_STATED PROBLEM_
Pull out every line in the items below that contains the word "torii". Match upper and lower case.

_DATA RECORDS_
· · · · ·

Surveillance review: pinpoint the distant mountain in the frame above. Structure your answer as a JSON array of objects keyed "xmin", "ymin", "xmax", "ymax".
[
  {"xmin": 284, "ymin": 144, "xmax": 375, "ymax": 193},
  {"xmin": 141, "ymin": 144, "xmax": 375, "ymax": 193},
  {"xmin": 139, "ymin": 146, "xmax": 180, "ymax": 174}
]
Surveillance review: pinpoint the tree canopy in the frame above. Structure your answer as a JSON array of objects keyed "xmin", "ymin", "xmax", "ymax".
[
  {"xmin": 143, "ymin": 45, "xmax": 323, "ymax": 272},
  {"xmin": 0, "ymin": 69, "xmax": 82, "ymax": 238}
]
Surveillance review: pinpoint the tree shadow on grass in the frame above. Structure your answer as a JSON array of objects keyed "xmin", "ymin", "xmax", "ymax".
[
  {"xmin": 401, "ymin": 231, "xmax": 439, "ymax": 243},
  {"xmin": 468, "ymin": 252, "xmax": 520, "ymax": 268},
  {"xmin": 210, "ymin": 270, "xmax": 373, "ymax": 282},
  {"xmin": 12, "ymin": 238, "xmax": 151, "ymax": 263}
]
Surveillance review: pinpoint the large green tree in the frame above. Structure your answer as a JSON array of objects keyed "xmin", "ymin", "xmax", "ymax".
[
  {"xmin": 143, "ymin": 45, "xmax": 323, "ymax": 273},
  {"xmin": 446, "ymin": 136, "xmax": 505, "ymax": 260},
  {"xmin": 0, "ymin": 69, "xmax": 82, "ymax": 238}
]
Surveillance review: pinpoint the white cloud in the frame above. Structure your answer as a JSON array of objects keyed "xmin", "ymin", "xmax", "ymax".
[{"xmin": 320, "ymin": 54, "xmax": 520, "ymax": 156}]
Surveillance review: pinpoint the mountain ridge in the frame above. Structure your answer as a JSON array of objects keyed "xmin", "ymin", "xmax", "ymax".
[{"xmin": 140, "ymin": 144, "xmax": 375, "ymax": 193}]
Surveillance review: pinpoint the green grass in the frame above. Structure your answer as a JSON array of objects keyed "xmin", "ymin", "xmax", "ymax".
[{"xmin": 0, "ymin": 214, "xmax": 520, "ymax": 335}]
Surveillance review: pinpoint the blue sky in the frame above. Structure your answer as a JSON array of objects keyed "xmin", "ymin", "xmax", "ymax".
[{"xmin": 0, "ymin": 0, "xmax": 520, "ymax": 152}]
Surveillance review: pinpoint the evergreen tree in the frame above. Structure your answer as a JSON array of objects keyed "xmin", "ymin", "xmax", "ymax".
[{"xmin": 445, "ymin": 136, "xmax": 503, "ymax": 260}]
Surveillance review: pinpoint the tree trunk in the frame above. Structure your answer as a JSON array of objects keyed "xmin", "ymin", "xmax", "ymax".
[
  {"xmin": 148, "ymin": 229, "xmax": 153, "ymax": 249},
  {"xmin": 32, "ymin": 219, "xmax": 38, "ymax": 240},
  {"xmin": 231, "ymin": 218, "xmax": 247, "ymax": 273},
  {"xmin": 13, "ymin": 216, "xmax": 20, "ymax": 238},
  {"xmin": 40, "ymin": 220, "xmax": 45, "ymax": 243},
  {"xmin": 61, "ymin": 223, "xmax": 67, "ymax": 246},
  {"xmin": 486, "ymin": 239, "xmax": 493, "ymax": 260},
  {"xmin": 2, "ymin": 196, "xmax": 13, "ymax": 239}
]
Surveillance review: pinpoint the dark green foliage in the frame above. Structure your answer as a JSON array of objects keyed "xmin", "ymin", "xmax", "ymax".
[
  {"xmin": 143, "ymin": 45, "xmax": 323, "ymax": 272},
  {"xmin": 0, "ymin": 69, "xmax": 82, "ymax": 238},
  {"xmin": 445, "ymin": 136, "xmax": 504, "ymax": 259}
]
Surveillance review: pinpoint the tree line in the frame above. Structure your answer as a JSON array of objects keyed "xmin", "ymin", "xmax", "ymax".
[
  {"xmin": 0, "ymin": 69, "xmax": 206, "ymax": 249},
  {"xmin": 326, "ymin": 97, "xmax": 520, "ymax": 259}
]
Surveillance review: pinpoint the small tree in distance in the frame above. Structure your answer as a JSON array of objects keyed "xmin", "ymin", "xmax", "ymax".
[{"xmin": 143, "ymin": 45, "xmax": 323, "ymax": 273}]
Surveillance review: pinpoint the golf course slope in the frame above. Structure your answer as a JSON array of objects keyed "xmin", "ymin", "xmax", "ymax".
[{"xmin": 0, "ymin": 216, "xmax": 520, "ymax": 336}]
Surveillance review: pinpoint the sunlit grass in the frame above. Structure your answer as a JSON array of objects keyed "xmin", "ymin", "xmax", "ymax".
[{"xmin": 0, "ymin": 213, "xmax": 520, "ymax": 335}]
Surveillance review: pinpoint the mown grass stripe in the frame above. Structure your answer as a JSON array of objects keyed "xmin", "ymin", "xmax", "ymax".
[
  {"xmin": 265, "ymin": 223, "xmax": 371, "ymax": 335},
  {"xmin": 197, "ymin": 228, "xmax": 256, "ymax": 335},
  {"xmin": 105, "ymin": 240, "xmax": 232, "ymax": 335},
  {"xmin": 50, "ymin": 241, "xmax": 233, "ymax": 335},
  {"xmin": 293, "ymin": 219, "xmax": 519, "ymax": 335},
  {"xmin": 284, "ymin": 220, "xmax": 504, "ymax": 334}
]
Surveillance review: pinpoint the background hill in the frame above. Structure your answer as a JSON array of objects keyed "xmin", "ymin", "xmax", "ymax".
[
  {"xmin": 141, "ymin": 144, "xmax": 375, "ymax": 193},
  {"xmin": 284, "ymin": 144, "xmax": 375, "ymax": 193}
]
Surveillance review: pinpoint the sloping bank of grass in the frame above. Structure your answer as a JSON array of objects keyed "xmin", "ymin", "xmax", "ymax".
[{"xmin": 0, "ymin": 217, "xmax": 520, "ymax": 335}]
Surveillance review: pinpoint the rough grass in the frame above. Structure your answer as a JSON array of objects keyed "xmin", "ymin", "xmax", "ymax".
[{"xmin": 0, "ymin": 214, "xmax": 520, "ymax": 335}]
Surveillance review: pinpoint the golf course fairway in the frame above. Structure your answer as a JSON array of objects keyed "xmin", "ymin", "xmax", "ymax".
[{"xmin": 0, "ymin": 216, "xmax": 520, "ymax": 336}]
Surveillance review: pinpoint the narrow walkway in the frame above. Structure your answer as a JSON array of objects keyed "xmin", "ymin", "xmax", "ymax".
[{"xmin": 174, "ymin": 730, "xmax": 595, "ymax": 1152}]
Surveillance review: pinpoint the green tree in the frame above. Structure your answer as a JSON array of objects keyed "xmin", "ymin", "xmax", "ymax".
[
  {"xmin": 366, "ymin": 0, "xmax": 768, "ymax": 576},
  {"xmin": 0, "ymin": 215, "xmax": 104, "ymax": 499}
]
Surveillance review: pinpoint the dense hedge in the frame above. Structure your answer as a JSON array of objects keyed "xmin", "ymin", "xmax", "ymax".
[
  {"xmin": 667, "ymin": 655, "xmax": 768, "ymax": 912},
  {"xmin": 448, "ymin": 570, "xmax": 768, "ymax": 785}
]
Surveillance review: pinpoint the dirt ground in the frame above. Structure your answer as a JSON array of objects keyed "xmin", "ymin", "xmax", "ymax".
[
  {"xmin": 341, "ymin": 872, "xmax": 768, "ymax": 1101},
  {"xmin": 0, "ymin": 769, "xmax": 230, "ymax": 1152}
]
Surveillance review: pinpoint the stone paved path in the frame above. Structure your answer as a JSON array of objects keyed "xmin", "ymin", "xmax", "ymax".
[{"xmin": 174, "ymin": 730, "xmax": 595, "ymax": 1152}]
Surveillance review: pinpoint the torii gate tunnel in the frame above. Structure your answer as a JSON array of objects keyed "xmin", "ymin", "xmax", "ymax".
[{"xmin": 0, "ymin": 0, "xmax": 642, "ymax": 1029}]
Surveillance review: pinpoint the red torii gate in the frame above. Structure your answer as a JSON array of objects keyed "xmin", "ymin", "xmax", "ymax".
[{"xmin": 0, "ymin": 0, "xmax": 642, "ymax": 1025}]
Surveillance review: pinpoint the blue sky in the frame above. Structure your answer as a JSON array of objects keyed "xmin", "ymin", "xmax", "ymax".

· · · · ·

_ANSWER TO THE TASK_
Surveillance review: pinpoint the torii gate tunnel in the frame above. Structure your answer as a JSON array of objects keyed "xmin", "ymin", "xmax", "ymax".
Surveillance review: pinpoint the red torii gate in the frame above. Structure your answer as a JSON array of objects keyed "xmin", "ymin", "xmax", "ymax".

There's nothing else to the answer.